## What the task asks
Copy the lines verbatim, beginning with the line that contains "For every instance of the sandbag" and continuing through the end of the data, and only those lines.

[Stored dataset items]
_____
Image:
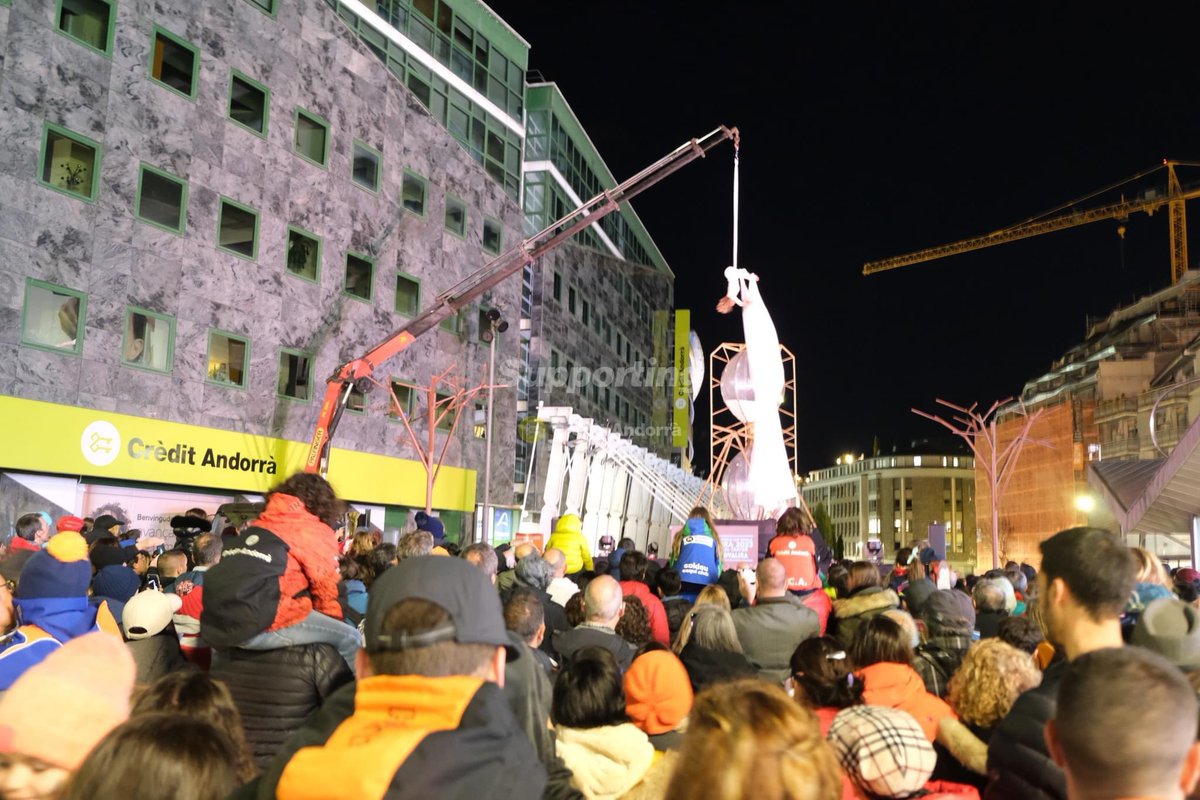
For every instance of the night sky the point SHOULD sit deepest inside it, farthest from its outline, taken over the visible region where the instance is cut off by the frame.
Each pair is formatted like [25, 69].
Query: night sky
[873, 130]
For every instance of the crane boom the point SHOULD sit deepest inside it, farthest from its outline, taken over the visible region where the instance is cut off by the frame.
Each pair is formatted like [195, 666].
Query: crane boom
[462, 294]
[1175, 198]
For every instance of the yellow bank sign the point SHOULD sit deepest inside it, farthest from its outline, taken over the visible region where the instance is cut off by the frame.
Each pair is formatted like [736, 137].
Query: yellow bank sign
[52, 438]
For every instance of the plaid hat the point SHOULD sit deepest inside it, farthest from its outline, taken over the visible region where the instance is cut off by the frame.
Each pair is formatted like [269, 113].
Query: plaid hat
[149, 612]
[1171, 629]
[883, 751]
[59, 709]
[456, 585]
[70, 523]
[61, 570]
[658, 693]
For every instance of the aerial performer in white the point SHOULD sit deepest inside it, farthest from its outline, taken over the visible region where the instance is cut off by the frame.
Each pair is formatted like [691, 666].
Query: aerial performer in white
[771, 473]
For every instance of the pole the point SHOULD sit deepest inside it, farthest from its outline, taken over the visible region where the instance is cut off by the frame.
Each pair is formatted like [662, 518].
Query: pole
[487, 434]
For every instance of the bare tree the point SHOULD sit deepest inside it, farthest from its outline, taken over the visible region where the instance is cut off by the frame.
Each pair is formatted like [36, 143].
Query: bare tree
[978, 429]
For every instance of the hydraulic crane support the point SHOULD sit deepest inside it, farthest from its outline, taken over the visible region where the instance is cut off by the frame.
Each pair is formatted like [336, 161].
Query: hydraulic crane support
[448, 304]
[1175, 198]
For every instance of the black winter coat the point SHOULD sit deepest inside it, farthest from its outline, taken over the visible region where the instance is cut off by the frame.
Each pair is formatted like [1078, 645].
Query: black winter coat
[276, 691]
[1018, 762]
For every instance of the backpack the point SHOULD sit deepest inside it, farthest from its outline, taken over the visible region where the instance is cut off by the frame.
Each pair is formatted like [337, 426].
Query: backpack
[241, 591]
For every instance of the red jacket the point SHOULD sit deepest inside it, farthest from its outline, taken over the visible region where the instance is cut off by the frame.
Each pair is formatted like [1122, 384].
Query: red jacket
[312, 561]
[659, 627]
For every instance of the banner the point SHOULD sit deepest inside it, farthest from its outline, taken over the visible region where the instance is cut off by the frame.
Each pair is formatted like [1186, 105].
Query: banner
[67, 440]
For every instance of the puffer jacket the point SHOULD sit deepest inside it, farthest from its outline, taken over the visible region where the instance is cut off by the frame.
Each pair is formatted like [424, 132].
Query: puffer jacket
[1018, 762]
[864, 603]
[277, 690]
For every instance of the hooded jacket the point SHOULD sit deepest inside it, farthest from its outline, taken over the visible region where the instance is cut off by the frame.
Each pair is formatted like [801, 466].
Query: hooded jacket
[899, 686]
[568, 536]
[407, 737]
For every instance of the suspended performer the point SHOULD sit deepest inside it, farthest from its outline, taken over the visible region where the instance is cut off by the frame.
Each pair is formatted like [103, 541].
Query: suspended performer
[696, 553]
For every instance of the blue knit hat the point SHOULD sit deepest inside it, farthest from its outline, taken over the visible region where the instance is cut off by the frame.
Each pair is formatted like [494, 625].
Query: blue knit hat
[61, 570]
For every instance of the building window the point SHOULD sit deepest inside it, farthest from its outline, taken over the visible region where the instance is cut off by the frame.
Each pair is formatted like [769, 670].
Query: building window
[89, 22]
[53, 317]
[228, 359]
[294, 376]
[149, 340]
[174, 62]
[412, 193]
[311, 140]
[359, 276]
[162, 199]
[238, 229]
[365, 164]
[249, 103]
[70, 163]
[493, 235]
[456, 216]
[408, 295]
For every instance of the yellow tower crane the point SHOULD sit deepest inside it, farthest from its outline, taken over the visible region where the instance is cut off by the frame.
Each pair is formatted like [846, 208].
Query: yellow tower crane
[1149, 202]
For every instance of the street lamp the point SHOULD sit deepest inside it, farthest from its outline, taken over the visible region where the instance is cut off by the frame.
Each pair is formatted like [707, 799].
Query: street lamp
[495, 325]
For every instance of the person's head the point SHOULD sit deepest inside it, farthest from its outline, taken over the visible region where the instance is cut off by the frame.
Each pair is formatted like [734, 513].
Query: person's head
[435, 617]
[534, 572]
[821, 674]
[315, 493]
[862, 573]
[658, 693]
[484, 558]
[207, 549]
[159, 756]
[172, 564]
[557, 561]
[880, 639]
[1087, 576]
[196, 696]
[417, 543]
[525, 615]
[989, 596]
[33, 528]
[712, 627]
[991, 678]
[772, 577]
[603, 601]
[1021, 632]
[588, 691]
[634, 625]
[1126, 727]
[748, 739]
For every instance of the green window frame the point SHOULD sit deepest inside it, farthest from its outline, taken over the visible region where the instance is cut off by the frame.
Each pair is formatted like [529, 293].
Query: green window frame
[245, 97]
[294, 361]
[357, 264]
[65, 161]
[161, 199]
[156, 332]
[214, 373]
[492, 238]
[77, 19]
[168, 66]
[311, 138]
[366, 166]
[303, 259]
[455, 217]
[414, 193]
[231, 212]
[42, 307]
[408, 294]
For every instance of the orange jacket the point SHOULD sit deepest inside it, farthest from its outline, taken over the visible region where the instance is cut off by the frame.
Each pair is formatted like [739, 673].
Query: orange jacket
[310, 581]
[899, 686]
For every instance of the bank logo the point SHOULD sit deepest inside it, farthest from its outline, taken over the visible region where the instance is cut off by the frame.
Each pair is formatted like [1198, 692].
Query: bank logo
[101, 443]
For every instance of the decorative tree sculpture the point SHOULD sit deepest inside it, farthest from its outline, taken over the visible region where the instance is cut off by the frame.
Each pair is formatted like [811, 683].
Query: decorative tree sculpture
[999, 465]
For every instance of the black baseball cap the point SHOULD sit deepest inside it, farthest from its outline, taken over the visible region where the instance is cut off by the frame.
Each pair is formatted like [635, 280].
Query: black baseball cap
[454, 584]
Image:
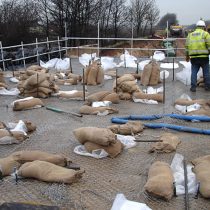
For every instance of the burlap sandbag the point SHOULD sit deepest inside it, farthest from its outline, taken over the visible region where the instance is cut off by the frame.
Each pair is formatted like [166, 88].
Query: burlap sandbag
[169, 143]
[49, 172]
[202, 171]
[125, 96]
[7, 165]
[101, 136]
[46, 84]
[38, 95]
[31, 155]
[103, 96]
[34, 80]
[95, 110]
[113, 97]
[27, 104]
[136, 76]
[156, 97]
[145, 77]
[130, 128]
[160, 180]
[113, 150]
[44, 90]
[129, 86]
[75, 76]
[18, 135]
[124, 78]
[155, 74]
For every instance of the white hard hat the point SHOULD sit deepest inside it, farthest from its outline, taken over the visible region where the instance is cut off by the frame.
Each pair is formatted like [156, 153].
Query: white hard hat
[201, 23]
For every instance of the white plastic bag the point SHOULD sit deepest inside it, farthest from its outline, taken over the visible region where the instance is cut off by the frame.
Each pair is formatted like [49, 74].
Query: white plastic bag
[121, 203]
[127, 141]
[99, 153]
[158, 56]
[178, 173]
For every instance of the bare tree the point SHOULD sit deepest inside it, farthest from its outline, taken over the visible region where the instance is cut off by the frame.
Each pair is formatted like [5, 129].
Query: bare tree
[170, 18]
[139, 10]
[18, 21]
[152, 17]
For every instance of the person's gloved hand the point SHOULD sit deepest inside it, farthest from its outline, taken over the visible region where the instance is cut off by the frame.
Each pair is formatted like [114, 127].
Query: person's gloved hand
[187, 58]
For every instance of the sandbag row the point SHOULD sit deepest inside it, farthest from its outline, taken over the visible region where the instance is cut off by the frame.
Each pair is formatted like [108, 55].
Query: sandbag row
[40, 165]
[37, 83]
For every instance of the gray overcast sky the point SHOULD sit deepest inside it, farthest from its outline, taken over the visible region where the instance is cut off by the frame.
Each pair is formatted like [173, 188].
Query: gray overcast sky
[187, 11]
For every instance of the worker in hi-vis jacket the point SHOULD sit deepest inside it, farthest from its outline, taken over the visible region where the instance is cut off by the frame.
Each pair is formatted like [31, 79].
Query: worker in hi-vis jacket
_____
## Output of the exercise
For every instance of the sandbag row the point SHOULD sit deepest inside it, farthest from its outline, taken over the visible region where the instance is cut off by the frame.
Each pair is formatted like [108, 55].
Query: sandbag row
[40, 165]
[37, 83]
For every instance of the gray overcast sky the point SHOULD sit deepest inside it, farthest from its outline, taken over the visible region where the instance is cut off by the frame.
Each pair is formatted like [173, 188].
Query: gray overcast sky
[187, 11]
For every instance of the worker in hi-vis jacket the point SHOULD sit deepest inside it, farthest from its outline, taken over the visible region where the instance is cut off by the frame.
Each pair is formatted like [31, 79].
Query: worker in hi-vis jacket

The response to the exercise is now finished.